Stated goal ▸ In the records below, find the line containing "organic debris in the photo above."; give it again exactly, along with every line that follows, and nothing else.

[Records from a collection]
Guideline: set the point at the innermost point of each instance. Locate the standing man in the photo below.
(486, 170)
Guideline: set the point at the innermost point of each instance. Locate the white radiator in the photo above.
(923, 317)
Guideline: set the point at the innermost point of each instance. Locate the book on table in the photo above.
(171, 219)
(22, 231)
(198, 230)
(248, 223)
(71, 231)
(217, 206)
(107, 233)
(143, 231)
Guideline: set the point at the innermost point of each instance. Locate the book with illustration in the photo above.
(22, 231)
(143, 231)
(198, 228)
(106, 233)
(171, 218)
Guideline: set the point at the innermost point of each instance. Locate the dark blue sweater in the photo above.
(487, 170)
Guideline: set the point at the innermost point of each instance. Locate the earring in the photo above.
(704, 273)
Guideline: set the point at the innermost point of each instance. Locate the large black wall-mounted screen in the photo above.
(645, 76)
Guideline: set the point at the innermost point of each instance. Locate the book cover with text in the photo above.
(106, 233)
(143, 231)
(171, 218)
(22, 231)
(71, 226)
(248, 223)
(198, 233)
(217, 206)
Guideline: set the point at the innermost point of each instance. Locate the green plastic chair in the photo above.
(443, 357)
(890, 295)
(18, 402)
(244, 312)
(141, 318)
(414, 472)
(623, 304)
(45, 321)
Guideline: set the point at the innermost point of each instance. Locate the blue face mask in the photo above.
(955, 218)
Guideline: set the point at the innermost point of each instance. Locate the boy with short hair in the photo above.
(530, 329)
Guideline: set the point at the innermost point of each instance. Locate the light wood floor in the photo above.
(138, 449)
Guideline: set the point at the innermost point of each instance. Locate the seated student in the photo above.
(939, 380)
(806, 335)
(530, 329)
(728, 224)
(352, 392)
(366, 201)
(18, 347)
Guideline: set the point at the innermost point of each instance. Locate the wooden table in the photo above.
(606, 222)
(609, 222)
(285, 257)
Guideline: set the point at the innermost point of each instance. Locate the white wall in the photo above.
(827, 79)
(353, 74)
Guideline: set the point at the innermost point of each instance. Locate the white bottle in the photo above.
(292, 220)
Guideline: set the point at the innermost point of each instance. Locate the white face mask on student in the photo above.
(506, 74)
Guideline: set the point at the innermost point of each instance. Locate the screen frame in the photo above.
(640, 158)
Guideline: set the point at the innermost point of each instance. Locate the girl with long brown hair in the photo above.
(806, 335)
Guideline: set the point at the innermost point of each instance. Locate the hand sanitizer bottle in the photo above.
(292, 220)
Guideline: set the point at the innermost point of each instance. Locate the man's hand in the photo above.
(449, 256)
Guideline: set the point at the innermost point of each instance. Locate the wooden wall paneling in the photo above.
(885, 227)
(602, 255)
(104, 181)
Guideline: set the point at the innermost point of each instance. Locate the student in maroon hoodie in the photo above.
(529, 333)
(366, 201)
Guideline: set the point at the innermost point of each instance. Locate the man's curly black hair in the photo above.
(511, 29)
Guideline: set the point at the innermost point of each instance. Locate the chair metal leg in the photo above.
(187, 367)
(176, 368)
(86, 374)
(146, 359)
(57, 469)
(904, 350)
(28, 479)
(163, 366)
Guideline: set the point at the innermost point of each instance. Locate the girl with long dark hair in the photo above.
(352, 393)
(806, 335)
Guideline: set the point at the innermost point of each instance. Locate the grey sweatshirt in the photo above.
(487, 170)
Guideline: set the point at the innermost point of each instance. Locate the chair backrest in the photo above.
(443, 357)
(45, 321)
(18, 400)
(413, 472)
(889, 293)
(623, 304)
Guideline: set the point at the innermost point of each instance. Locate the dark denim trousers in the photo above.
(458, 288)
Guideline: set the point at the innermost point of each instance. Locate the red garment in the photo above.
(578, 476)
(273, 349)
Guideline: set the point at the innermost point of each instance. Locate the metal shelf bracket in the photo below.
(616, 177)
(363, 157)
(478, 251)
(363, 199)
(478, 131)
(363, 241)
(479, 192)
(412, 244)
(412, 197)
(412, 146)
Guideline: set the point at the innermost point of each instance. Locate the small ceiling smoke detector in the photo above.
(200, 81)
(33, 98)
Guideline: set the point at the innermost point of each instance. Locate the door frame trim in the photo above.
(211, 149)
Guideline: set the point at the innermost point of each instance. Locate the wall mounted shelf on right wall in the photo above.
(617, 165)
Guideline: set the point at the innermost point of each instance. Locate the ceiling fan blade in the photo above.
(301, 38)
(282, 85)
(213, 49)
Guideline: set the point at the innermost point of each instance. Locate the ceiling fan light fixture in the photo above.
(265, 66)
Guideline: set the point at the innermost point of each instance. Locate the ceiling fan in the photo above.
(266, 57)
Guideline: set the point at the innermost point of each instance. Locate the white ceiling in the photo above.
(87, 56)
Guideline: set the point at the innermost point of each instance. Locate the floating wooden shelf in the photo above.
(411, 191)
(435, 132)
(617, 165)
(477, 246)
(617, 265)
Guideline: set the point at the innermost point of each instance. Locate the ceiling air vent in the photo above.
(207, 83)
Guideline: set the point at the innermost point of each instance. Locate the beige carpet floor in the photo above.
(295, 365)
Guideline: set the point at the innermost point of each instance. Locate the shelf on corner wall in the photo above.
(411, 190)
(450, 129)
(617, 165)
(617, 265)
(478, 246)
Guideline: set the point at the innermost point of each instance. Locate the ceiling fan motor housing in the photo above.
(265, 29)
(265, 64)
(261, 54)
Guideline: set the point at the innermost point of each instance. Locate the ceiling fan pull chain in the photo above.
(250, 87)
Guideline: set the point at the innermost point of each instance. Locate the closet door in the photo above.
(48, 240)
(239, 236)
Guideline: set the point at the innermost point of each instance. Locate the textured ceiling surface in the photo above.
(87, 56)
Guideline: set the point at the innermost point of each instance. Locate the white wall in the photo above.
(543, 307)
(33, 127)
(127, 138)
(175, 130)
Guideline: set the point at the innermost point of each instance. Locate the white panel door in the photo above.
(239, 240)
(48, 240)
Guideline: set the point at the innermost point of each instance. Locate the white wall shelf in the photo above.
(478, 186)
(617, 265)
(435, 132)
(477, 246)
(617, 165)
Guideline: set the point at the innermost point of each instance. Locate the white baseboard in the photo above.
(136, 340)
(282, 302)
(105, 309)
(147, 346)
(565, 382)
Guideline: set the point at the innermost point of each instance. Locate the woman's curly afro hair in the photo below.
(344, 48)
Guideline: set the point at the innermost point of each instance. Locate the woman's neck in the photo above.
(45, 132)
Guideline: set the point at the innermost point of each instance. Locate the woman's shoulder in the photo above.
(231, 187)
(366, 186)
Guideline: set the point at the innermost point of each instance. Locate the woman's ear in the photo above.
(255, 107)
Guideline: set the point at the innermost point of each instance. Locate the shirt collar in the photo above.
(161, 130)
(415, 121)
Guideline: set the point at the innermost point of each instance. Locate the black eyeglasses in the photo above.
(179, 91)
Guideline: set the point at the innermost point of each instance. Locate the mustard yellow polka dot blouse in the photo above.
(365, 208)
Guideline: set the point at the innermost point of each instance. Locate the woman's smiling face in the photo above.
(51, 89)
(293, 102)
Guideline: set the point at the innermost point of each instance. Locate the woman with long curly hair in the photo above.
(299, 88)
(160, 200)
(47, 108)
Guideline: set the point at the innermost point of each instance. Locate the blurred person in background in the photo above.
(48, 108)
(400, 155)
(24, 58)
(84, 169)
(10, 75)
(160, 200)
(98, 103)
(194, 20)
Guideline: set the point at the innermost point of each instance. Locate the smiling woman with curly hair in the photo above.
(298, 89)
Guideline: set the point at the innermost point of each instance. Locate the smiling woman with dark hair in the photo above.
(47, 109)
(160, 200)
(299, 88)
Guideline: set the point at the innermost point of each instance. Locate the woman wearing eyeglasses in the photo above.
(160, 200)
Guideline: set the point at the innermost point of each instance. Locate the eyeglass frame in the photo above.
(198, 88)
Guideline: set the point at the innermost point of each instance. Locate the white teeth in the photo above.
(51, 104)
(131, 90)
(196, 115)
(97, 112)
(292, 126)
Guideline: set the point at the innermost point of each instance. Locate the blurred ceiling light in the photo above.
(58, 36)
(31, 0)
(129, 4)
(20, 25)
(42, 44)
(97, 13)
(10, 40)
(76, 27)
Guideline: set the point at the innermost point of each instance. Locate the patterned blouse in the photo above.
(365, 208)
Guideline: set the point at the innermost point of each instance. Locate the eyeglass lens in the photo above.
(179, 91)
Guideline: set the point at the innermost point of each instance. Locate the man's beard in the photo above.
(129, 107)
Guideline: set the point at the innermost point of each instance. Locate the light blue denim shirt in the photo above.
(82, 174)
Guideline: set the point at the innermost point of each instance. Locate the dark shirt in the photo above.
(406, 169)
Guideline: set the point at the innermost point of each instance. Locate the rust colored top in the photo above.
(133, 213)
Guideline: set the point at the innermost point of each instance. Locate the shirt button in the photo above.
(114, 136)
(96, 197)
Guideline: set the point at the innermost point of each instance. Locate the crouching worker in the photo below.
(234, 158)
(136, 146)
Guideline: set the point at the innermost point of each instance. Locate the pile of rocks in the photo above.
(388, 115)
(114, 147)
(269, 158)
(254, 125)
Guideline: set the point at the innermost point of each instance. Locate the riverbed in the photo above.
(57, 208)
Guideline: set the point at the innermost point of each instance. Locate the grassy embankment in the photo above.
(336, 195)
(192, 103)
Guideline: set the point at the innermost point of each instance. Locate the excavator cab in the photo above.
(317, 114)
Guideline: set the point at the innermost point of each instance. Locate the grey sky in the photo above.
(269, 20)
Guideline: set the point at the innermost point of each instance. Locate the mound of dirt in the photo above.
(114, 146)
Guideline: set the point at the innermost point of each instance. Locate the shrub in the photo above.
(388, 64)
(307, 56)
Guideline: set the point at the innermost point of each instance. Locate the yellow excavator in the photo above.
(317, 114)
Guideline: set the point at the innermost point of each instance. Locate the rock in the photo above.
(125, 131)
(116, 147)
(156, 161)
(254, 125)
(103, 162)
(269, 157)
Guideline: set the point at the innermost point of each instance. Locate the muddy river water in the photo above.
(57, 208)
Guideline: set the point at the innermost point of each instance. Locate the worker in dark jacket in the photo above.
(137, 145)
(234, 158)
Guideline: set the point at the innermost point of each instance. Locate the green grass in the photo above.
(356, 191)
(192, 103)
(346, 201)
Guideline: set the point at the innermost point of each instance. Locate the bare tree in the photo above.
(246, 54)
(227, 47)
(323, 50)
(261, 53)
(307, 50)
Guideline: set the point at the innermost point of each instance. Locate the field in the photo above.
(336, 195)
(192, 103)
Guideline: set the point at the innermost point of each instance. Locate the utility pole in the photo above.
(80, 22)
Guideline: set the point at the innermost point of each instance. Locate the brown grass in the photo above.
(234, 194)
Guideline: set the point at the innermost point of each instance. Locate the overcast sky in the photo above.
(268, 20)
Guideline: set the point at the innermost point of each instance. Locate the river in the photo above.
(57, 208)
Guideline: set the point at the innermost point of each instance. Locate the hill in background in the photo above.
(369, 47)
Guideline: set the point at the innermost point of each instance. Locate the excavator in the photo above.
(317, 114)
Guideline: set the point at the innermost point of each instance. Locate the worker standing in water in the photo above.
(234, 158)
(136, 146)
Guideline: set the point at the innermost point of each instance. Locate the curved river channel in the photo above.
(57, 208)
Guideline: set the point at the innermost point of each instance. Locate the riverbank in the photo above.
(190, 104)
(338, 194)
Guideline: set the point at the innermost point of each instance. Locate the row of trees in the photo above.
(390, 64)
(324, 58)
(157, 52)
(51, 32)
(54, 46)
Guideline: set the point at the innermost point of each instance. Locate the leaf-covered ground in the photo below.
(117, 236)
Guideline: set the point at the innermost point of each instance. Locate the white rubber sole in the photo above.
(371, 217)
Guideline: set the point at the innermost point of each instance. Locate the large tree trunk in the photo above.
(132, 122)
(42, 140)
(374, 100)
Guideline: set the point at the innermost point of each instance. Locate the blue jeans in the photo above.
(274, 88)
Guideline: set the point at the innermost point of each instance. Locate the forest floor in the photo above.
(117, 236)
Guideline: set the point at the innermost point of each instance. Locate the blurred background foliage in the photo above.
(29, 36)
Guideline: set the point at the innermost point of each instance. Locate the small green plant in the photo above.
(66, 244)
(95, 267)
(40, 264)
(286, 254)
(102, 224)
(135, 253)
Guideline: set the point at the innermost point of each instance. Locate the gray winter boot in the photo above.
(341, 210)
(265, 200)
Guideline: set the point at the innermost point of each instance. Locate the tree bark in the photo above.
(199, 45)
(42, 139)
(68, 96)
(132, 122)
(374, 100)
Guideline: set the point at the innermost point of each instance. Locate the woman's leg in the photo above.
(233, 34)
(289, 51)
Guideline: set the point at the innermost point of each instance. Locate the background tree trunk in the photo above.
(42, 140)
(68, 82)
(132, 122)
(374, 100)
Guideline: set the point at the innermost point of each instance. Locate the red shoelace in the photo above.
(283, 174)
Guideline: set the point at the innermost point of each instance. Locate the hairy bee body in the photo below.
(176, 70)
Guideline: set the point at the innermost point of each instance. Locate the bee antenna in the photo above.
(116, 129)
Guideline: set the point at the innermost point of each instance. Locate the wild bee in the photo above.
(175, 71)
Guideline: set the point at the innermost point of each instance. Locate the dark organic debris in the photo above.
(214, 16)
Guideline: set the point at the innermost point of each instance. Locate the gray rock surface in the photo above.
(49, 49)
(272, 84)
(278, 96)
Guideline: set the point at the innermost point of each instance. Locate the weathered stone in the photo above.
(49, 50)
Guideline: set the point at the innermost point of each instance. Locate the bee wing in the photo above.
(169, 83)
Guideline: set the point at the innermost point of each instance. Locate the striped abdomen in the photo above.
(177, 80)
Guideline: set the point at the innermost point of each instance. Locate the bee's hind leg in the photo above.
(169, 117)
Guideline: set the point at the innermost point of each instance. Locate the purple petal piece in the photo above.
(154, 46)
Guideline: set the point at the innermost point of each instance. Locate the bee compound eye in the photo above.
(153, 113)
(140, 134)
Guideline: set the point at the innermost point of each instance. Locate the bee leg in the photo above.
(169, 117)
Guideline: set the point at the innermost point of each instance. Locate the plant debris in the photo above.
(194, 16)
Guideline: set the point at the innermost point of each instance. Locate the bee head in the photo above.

Task solution ▸
Guideline: set the point at the innermost point of each instance. Locate the dark organic debris in the photo above.
(214, 16)
Guideline: set the point at the innermost point of each instance. Locate the gray rock surface in the photo above.
(49, 49)
(272, 84)
(278, 96)
Guideline: set the point at the innermost point of each instance. Locate the weathered stone in the photo above.
(49, 50)
Guideline: set the point at the innermost point of each instance. Locate the bee wing in the photo above.
(169, 83)
Guideline: set the point at the innermost point of each instance. Locate the striped abdomen in the photo above.
(177, 80)
Guideline: set the point at the innermost point of each instance. Locate the bee's hind leg in the photo above.
(169, 117)
Guideline: set the point at the innermost point of each instance. Locate the purple petal piece in the photo above.
(154, 46)
Guideline: set the point at the innermost point of each instance. Locate the bee compound eye in the photo above.
(153, 113)
(140, 134)
Guideline: set the point at the innermost point of each instance. Locate the bee leg in the photo above.
(169, 117)
Guideline: set the point at the innermost point of each instance. Locate the plant debris in the photo above.
(194, 16)
Guideline: set the point at the innermost point of each instance. Locate the bee head in the photo above.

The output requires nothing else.